* _Records for the task_:
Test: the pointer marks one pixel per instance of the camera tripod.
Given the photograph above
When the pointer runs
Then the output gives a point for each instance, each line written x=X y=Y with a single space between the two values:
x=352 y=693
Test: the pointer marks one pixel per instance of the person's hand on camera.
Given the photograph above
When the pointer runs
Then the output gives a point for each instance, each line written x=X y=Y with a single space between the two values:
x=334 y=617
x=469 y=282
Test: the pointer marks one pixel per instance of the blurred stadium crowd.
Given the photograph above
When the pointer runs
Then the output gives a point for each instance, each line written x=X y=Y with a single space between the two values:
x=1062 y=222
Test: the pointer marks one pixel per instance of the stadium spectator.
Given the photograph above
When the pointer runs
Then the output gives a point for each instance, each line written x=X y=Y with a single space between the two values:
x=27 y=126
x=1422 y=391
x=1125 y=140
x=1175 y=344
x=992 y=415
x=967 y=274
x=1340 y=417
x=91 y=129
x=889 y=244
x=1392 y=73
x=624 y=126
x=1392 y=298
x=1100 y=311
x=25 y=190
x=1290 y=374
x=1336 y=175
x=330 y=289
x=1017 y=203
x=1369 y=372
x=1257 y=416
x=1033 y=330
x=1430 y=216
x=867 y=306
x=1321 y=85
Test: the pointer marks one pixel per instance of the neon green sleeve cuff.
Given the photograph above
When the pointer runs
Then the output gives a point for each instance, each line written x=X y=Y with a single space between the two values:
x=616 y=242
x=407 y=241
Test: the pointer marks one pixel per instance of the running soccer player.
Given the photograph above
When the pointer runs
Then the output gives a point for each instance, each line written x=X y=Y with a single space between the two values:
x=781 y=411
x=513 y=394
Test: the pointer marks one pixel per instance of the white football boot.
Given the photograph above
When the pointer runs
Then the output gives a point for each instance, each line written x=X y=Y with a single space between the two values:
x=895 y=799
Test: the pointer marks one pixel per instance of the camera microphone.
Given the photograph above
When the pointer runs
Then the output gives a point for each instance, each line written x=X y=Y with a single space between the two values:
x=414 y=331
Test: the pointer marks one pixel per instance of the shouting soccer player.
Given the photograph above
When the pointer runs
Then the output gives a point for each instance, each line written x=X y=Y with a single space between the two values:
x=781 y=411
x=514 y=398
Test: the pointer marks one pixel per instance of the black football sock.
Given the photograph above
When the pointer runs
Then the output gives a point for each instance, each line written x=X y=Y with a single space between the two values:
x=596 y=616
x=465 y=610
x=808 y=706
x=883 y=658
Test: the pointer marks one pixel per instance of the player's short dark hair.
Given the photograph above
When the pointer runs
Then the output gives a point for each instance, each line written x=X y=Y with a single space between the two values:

* _Exercise prompt_:
Reformat all of the items above as a single numbered list with one line per entry, leaving out any blank lines.

* _Result_:
1. Test: the pointer marks one pixel per instance of the camera tripod.
2. Given the photograph above
3. When the pointer runs
4. Then the output gives a point for each instance, each line written x=X y=Y with a single space between the two values:
5. x=352 y=693
6. Test: the pointer marks one pixel per instance of the person's hand on camera.
7. Given the photograph above
8. When the pointer runs
9. Then the output gives a point for each instance, each line written x=X y=Y with a single space between the two values:
10. x=334 y=617
11. x=469 y=282
12. Test: the pointer marks one pixel per instance of the blurred stadium crowd.
13. Given the photograph above
14. When the pointer runs
15. Then the output gives a point for each instance, each line written x=X y=Y with a single space between the two values:
16. x=1062 y=222
17. Test: the pointer marks one pixel per instance of the stadium spectator.
18. Given the photograph above
19. When the pointer runs
20. Then the output gives a point for each instance, each line written x=X y=Y with a single space between the two values:
21. x=27 y=126
22. x=1422 y=391
23. x=1125 y=140
24. x=1175 y=344
25. x=992 y=415
26. x=967 y=274
27. x=1340 y=417
28. x=91 y=129
29. x=889 y=244
30. x=1392 y=73
31. x=624 y=126
32. x=1392 y=298
33. x=1100 y=311
34. x=25 y=190
35. x=1290 y=374
36. x=1336 y=175
37. x=330 y=289
38. x=1017 y=203
39. x=1369 y=372
40. x=1257 y=416
41. x=1033 y=330
42. x=1430 y=216
43. x=867 y=306
44. x=1321 y=85
45. Test: the pointer marks one pixel per instance of the neon green sleeve cuff.
46. Given the photograph above
47. When the pointer runs
48. Then the output gives a point for each instance, each line written x=X y=Y with a single space between the two values:
49. x=616 y=242
50. x=407 y=241
51. Test: the pointer marks one pixel per instance of the running soccer player.
52. Given the photograph above
53. When the pointer runs
54. Then the output gives a point for each instance, each line written x=X y=Y with a single space between the two values:
55. x=781 y=411
56. x=513 y=394
57. Test: the pointer marks one pixel per instance of the white football boot.
58. Given the photograph above
59. When the pointer runs
60. Then the output gives a point for each instance, each line written x=X y=Y with a single space between the two values:
61. x=895 y=799
62. Test: the pointer marks one pixel per instance of the camera microphone.
63. Given the photograph above
64. When the pointer runs
65. Then the output gives a point for each instance, each line written x=X y=Y with a single space between the two values:
66. x=414 y=331
67. Test: the pointer marks one pixel per instance of the shouting soccer player.
68. Given the photograph above
69. When the pointer runs
70. Then the output gives a point for each instance, each line written x=X y=Y with a single space between the two values:
71. x=781 y=411
72. x=514 y=398
73. Test: the pointer marks one pixel per instance of the black football sock.
74. Given the photograph above
75. When the pointer runs
76. Then the output gives a point for each instance, each line written x=X y=Y with a single space between the two values:
77. x=596 y=616
78. x=465 y=610
79. x=808 y=706
80. x=883 y=658
81. Test: the pointer marks one pixel per instance of the player's short dark hair.
82. Given the photograph above
83. When the pointer runs
84. Then the output gives a point for each instance, each line written x=X y=Y with a single space between the two values:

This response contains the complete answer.